_Task requirements:_ Report how many of the lines below contain the string "positive", treating uppercase and lowercase as distinct. Give only the number.

_Entries shown:_
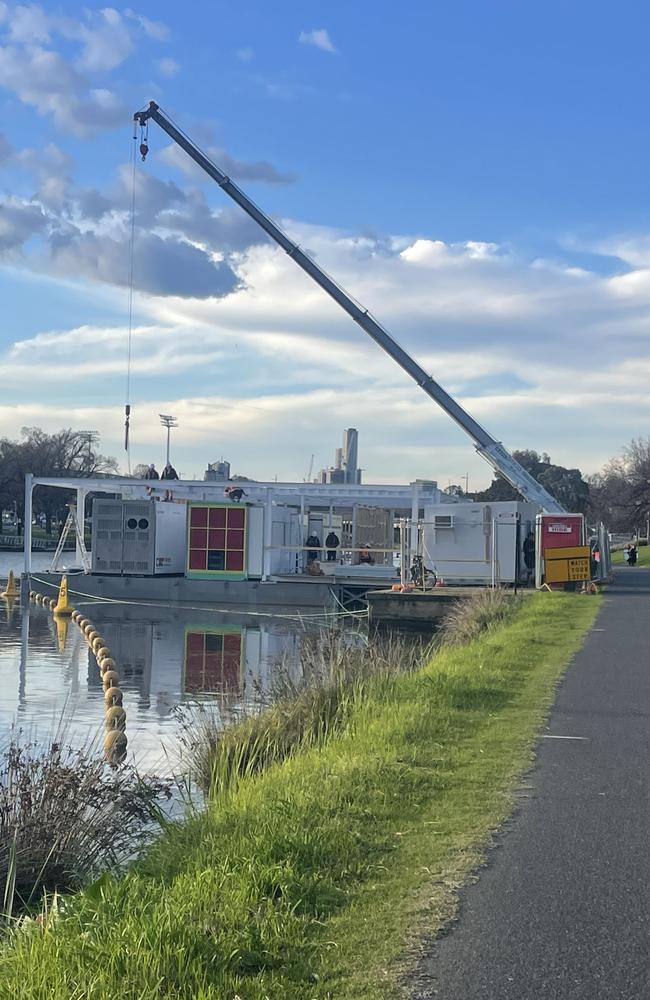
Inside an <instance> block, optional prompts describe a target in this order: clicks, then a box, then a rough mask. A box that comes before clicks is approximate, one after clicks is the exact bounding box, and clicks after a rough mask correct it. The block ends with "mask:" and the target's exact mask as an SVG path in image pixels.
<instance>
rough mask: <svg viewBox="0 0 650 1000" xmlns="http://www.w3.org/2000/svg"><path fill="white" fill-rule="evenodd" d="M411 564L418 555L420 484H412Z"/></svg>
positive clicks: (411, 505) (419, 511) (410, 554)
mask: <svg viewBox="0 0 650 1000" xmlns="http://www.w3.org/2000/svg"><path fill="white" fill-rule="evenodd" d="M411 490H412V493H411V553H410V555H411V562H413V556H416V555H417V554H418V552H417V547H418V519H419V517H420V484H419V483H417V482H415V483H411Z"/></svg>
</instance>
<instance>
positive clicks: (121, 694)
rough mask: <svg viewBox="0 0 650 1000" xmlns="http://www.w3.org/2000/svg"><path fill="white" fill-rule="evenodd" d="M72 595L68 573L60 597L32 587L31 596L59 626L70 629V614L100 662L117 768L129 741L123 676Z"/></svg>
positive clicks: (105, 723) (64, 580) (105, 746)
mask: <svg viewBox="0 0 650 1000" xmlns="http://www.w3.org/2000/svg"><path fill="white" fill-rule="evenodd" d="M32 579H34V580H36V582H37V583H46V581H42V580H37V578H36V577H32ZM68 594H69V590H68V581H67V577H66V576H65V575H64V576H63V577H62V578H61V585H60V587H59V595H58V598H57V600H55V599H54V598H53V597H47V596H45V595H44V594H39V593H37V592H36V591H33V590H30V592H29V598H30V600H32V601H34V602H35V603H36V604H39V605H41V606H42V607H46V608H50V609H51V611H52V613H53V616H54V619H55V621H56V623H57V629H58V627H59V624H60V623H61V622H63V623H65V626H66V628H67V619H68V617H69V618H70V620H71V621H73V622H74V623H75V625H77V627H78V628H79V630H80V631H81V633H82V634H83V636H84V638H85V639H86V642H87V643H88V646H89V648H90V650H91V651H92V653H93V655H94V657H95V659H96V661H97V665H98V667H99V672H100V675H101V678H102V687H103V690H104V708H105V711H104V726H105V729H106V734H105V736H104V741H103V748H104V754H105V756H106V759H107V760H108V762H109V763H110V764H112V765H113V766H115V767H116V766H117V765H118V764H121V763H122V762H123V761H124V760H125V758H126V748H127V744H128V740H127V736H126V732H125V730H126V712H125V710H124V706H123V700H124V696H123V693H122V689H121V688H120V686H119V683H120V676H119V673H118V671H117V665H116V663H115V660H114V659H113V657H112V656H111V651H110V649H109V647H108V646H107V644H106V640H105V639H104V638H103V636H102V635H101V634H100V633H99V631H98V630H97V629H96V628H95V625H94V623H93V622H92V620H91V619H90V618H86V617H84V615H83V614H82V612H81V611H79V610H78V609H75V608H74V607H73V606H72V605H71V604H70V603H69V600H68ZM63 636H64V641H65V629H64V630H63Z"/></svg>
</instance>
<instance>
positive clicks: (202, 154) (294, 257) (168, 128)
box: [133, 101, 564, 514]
...
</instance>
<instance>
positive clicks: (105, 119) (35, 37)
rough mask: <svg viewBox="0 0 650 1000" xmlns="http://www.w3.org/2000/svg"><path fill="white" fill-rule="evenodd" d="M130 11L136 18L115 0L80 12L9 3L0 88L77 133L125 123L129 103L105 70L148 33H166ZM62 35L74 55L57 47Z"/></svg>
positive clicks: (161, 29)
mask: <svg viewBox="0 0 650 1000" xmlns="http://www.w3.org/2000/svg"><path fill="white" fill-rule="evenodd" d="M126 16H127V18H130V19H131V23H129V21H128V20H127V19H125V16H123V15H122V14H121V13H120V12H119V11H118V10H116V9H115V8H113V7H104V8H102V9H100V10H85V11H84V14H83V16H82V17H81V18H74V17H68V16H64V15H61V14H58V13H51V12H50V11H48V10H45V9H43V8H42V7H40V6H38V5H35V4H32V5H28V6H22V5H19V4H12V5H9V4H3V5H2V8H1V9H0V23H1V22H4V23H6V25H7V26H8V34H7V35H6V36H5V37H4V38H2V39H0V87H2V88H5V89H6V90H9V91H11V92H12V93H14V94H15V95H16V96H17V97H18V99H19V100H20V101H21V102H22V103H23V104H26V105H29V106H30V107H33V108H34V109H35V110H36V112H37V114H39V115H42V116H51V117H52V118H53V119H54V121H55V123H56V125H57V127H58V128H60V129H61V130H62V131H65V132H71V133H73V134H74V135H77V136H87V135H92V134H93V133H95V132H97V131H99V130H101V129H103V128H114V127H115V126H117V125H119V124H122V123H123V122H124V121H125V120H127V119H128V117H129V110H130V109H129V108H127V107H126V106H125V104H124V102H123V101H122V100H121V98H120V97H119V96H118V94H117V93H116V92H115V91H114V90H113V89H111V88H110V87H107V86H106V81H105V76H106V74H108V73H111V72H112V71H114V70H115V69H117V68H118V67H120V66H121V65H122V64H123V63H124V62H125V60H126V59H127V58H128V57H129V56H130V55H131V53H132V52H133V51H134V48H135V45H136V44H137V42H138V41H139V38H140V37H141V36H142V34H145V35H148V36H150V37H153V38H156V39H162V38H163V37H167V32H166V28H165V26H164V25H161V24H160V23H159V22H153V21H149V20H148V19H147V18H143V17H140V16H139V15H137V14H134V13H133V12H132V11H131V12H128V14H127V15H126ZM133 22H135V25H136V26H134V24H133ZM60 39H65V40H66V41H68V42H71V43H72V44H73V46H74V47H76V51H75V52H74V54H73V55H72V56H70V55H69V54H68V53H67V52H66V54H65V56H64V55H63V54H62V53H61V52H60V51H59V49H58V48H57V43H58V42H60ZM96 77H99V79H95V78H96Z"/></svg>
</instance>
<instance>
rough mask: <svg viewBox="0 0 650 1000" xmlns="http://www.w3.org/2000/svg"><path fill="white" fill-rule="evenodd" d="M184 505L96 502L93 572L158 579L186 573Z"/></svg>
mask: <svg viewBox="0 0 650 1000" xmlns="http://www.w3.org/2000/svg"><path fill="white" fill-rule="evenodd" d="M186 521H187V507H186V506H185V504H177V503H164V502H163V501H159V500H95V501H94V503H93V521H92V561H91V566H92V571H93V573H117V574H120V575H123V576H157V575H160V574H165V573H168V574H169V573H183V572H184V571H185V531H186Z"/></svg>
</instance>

_Answer to the exercise:_ 6